__Your goal__
In the records below, change every "Detection Result" to "Bounding Box" and write out the lines again with nothing else altered. Leave the pictures out of your answer.

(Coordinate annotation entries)

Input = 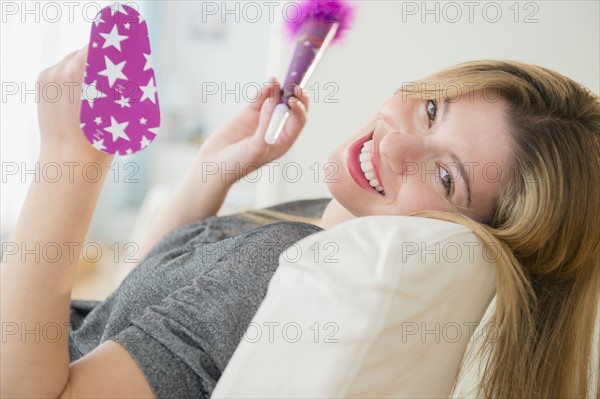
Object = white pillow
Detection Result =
[212,216,496,398]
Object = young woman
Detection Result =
[2,48,600,398]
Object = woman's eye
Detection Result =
[438,165,454,197]
[425,100,437,126]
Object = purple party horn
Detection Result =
[80,3,160,155]
[265,0,354,144]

__Task response__
Input = 
Object = white pillow
Bounding Box =
[212,216,496,398]
Object = young woman
Bounding Box =
[2,48,600,398]
Object = woman's eye
Bounding Box =
[438,165,454,197]
[425,100,437,126]
Object = purple party horn
Bounding Box =
[80,3,160,155]
[265,0,354,144]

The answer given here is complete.